Top of Text under study
Use the following relevance criteria to focus on foundational research. Keep relevant papers and filter out irrelevant ones. Avoid purely application-driven work.

  1. Model Architecture - Relevant: Mixture-of-Experts (MoE), Transformers, Conditional/Dynamic Networks, Autoencoders, analysis/innovations on existing architectures. - Irrelevant: Merely using existing architectures for a certain task without insights into the structure themselves.

  2. Model Compression and Efficiency - Relevant: Sparsity, pruning, quantization, low-rank approaches, cache, or other algorithmic/theoretical efficiency breakthroughs. - Irrelevant: Straightforward applications of existing compression methods to new tasks.

  3. High Performance Computing - Relevant: Algorithmic or systems-level innovations enabling training of large-scale models, distributed training techniques, memory optimization. - Irrelevant: Incremental engineering improvements without novel algorithmic contributions.

  4. Representation Learning - Relevant: Insights into how deep networks encode information, feature/dictionary learning, sparse/contrastive methods, training dynamics in neural networks. - Irrelevant: Standard applications of known techniques lacking new theoretical or methodological contributions.

Keywords:

  • Relevant: Mixture of Experts (MoE), Representation Learning, Compression/Efficiency, Sparse/Sparsity, Pruning, Quantization, Low-rank, Foundation Model, etc.
  • Irrelevant: Reinforcement Learning, Transfer Learning, Federated Learning, Online Learning, Diffusion Models, etc.
  • Application: Image Segmentation, Medical Imaging, 3D Vision, Video Understanding, Information Retrieval, Summarization, Recommendation Systems, Machine Translation, Speech Recognition, Signal Processing, Spatial/Temporal Modeling, Time Series, Knowledge Graph, etc.
Bottom of Text under study
Top of Provided material
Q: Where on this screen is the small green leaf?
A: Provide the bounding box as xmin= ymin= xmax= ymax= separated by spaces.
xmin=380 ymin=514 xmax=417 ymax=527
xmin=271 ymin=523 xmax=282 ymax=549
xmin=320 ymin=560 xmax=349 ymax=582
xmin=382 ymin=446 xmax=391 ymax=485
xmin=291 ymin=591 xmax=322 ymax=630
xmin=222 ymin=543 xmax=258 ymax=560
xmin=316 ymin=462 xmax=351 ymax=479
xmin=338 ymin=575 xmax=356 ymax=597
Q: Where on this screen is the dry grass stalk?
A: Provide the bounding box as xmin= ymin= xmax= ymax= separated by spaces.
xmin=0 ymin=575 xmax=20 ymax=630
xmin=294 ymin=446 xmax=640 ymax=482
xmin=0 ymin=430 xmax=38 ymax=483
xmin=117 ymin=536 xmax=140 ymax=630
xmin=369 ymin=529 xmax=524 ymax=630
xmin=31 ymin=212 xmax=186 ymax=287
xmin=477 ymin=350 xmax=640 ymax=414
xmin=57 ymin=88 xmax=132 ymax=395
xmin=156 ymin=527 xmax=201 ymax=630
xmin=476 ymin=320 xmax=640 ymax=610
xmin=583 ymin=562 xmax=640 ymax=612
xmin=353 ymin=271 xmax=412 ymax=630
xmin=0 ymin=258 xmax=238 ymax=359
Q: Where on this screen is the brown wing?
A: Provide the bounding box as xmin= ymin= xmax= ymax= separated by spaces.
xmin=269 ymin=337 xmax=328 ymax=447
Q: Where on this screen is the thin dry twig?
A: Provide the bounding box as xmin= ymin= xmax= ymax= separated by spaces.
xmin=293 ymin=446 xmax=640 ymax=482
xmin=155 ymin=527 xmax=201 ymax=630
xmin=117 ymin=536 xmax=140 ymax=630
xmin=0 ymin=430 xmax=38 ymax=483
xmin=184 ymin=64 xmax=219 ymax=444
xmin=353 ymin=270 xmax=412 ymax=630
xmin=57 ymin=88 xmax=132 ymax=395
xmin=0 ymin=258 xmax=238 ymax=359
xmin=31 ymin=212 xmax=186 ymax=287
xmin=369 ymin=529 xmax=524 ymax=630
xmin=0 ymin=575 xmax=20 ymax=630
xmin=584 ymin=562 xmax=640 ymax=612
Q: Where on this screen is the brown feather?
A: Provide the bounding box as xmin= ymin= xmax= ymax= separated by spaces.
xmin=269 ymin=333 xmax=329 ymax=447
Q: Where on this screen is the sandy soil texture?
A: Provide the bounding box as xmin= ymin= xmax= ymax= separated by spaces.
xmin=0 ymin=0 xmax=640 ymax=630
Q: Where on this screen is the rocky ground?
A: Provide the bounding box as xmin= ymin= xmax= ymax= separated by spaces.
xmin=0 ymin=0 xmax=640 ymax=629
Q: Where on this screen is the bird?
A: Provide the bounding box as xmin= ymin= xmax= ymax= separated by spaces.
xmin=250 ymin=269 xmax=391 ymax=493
Bottom of Provided material
**Task instructions:**
- A) In the relevance criteria, what is marked irrelevant under Model Compression and Efficiency?
- B) Retype the relevance criteria starting with "3. High Performance" and going on through "Foundation Model, etc.".
- C) Do these statements agree with the relevance criteria? (i) Diffusion Models appear among the irrelevant keywords. (ii) Distributed training techniques are relevant under High Performance Computing. (iii) Autoencoders are listed as irrelevant under Model Architecture.
This listing has no connection to the relevance criteria.

**Expected responses:**
- A) Straightforward applications of existing compression methods to new tasks.

- B)
3. High Performance Computing - Relevant: Algorithmic or systems-level innovations enabling training of large-scale models, distributed training techniques, memory optimization. - Irrelevant: Incremental engineering improvements without novel algorithmic contributions.

  4. Representation Learning - Relevant: Insights into how deep networks encode information, feature/dictionary learning, sparse/contrastive methods, training dynamics in neural networks. - Irrelevant: Standard applications of known techniques lacking new theoretical or methodological contributions.

Keywords:

  • Relevant: Mixture of Experts (MoE), Representation Learning, Compression/Efficiency, Sparse/Sparsity, Pruning, Quantization, Low-rank, Foundation Model, etc.

- C)
(i) Yes: "Irrelevant: Reinforcement Learning, Transfer Learning, Federated Learning, Online Learning, Diffusion Models, etc."
(ii) Yes: "Relevant: Algorithmic or systems-level innovations enabling training of large-scale models, distributed training techniques, memory optimization."
(iii) No: "Relevant: Mixture-of-Experts (MoE), Transformers, Conditional/Dynamic Networks, Autoencoders"